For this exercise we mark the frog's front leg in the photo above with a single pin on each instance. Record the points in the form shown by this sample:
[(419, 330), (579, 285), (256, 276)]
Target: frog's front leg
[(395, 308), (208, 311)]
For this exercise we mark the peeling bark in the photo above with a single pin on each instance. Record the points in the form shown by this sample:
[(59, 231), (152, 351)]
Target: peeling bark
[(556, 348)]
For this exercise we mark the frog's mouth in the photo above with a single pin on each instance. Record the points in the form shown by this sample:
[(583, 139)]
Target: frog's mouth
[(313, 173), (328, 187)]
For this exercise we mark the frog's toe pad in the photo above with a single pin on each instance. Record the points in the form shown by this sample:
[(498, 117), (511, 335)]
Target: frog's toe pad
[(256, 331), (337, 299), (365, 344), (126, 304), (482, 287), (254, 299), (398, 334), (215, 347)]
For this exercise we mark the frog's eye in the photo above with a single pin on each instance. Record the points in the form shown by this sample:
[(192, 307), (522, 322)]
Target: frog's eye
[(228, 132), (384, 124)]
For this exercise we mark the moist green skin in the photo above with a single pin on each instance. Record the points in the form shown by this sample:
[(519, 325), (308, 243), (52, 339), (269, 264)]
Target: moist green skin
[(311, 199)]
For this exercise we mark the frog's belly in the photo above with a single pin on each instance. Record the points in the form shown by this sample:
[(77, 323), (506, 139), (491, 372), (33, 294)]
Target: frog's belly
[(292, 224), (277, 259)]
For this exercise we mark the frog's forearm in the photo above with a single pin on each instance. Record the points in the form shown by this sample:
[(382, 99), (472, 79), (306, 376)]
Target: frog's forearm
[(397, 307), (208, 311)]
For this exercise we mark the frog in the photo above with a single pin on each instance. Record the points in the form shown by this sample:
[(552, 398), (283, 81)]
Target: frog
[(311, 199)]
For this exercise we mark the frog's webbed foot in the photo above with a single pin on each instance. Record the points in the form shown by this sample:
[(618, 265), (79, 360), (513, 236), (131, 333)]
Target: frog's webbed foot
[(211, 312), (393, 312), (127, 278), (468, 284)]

******************************

• **The task**
Copy all of the material above verbatim, keeping every line unchanged.

• **Right answer**
For this exercise we mark the frog's front leg in the photo above with a single pin on each instance. Record the points in the form shown by this sample:
[(419, 330), (579, 285), (256, 276)]
Target: frog's front leg
[(395, 308), (208, 311)]
For this exercise we mark the peeling bark in the photo above with a single pin on each instance. Record the points in the form shown by this sample:
[(59, 231), (152, 351)]
Target: peeling bark
[(556, 348)]
For this exercise we mark the frog's mouth in the photo above with a single pin on each instance. Record the points in the form shown by this sample:
[(583, 139)]
Target: frog's mouth
[(313, 173), (328, 187)]
For this exercise we mark the frog's toe pad in the photo above with a single pin on each instance. Record the points in the form shown by this sample:
[(498, 117), (511, 335)]
Target: frog's toe pad
[(256, 331), (337, 299), (365, 344), (126, 304), (482, 287), (254, 299), (398, 334), (215, 347)]
For this exercise we mark the frog's eye in the photo above with a single pin on each instance. Record the points in the form shown by this sample:
[(192, 307), (522, 322)]
Target: frog's eye
[(228, 132), (384, 124)]
For this exercise we mark the moist green skin in the photo above with a single pin on each instance. Record the points in the form shown by this sample:
[(519, 325), (308, 243), (52, 339), (269, 264)]
Target: moist green skin
[(311, 199)]
For this exercise we mark the frog's belly in the photo above with a single pin on each instance. Record the points in the form shown by this sample:
[(77, 323), (506, 139), (491, 372), (33, 294)]
Target: frog's belly
[(292, 224), (277, 259)]
For this exercise we mark the frog's forearm in the photo above with a single pin on each instance. Record the points in the form shown by this sample:
[(382, 99), (472, 79), (306, 376)]
Target: frog's forearm
[(397, 307), (208, 311)]
For this exercise we mark the frog in the photo above with a single pin on each instance. Record the points in the form shown by this sample:
[(552, 398), (283, 81)]
Target: frog
[(311, 199)]
For this exercise we mark the frog's webbed foot in the photo above with a single pin on each instance. Record the points in the form shown by this sample:
[(618, 265), (79, 360), (513, 236), (131, 333)]
Target: frog's webbed foot
[(211, 312), (393, 312), (127, 278), (468, 284)]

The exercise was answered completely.